- **What you should do**
The copy you give must match the listing below exactly and contain no pictures.

^^^^^^^^

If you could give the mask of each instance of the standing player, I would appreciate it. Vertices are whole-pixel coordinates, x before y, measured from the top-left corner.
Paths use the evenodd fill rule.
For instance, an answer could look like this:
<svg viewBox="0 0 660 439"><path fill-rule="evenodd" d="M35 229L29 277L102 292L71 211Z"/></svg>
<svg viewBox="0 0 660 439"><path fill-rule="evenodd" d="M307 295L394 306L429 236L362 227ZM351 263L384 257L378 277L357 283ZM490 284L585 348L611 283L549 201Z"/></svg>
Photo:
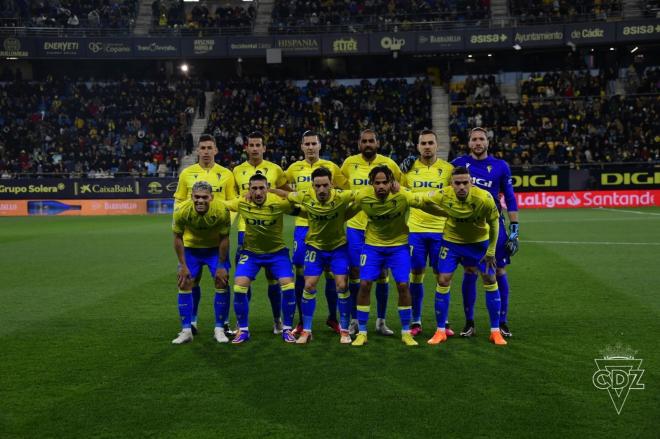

^^^^^^^^

- **Solution for this task**
If you could give the mask of each instance of the standing player, I would appreciate it. Vertices are whole-pixel coordinates, x before y, measured from the top-left corner.
Paths use the evenodd fill rule.
For instance, an answer could look like this:
<svg viewBox="0 0 660 439"><path fill-rule="evenodd" d="M35 229L29 277L102 292L71 211Z"/></svg>
<svg viewBox="0 0 660 439"><path fill-rule="evenodd" d="M307 295L394 306L429 236L362 227ZM351 263L384 257L378 277L357 283ZM490 284L585 348L611 283L549 201Z"/></svg>
Photo:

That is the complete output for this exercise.